═══ Page text

Water will flow unobstructed based on Gravity. Water will flow out in quite a few directions simultaneously. As the water spreads it covers a lot of area. Teams work in the same way. All kinds of info and discussions can take place spreading out, thinking of every possible thing that can go wrong.
That is the problem, all the discussion is like water spreading out in all directions. We are not getting it where we need it. FMEA is like plumbing. FMEA channels the water like in irrigation to the crops that need it most, It is like plumbing in that there may be differing directions that I want the water to flow, not everywhere. Too many times teams sit down with a blank form and go for it and end in despair due to hour long discussions only to end with, but that wont happen because we did this thing or followed this practice. How frustrating. FMEA is very effective, but the planning for the experience is every bit as important as its’ outcome.
Ford FMEA Leadership
I am at Ford Today, working on all the assembly plant operations for three new or significantly changed product lines. Ford has always been in the forefront of FMEA use and it is still true today. The techniques we are using here would not necessarily be recognized by the vast majority of FMEA users out there. In fact, the fmea’s being developed for complete assembly plants are quite manageable in size, not what you would expect from past line by line development activity. Why?????

══════
═══ Listed records

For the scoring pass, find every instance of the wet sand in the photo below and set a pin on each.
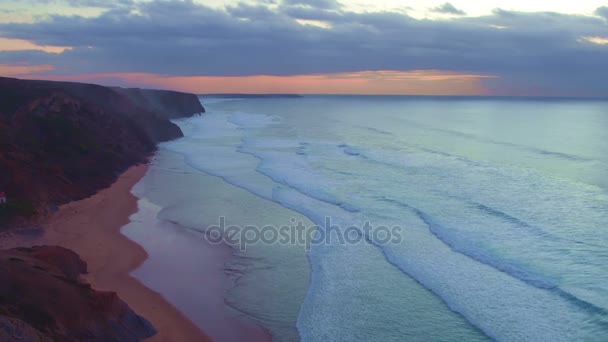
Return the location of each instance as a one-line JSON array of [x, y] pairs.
[[91, 227]]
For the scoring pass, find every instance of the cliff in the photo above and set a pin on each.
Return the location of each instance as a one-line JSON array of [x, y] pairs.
[[43, 299], [62, 141]]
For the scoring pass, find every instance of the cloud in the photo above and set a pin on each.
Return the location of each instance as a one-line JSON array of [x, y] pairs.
[[324, 4], [602, 12], [185, 38], [448, 8]]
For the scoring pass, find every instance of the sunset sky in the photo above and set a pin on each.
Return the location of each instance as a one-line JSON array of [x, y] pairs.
[[463, 47]]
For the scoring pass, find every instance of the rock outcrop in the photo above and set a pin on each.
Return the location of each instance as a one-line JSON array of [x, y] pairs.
[[62, 141], [42, 298]]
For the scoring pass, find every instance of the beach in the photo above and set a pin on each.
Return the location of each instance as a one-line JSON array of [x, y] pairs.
[[91, 227]]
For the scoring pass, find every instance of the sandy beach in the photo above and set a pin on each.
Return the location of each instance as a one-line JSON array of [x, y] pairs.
[[91, 227]]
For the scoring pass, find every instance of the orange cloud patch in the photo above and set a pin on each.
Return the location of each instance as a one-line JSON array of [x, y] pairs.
[[10, 44], [18, 70], [416, 82]]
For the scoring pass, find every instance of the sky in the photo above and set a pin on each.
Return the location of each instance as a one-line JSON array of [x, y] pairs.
[[461, 47]]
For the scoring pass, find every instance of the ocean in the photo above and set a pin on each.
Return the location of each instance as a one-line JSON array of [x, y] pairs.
[[453, 219]]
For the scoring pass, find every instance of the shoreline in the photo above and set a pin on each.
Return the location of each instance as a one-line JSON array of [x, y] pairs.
[[92, 228]]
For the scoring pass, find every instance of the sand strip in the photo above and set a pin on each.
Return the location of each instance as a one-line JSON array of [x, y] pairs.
[[91, 227]]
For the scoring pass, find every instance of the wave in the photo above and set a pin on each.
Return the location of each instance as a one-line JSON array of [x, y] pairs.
[[458, 244]]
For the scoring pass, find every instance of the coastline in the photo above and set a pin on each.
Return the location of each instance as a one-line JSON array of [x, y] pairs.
[[92, 228]]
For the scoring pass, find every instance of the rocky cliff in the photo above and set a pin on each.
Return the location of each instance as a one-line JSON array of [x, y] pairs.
[[43, 299], [62, 141]]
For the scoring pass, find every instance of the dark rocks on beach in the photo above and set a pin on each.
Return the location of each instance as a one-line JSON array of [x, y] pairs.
[[42, 298], [62, 141]]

══════

Required tasks:
1. From the paragraph of the FMEA text that begins "Water will flow unobstructed," list every sentence that contains the word "water."
2. Shorten the paragraph of the FMEA text that starts with "I am at Ford Today" and keep its main facts.
3. Retype the part of the FMEA text that opens with the words containing "Ford FMEA Leadership" and closes with "development activity. Why?????".

Answers for the exercise:
1.
- Water will flow unobstructed based on Gravity.
- Water will flow out in quite a few directions simultaneously.
- As the water spreads it covers a lot of area.

2. The writer is at Ford working on all assembly plant operations for three new or significantly changed product lines. Ford has long led in using FMEA and still does. Most FMEA users would not necessarily recognize the techniques used there. The FMEAs being built for complete assembly plants are quite manageable in size, unlike what past line-by-line development would produce.

3.
Ford FMEA Leadership
I am at Ford Today, working on all the assembly plant operations for three new or significantly changed product lines. Ford has always been in the forefront of FMEA use and it is still true today. The techniques we are using here would not necessarily be recognized by the vast majority of FMEA users out there. In fact, the fmea’s being developed for complete assembly plants are quite manageable in size, not what you would expect from past line by line development activity. Why?????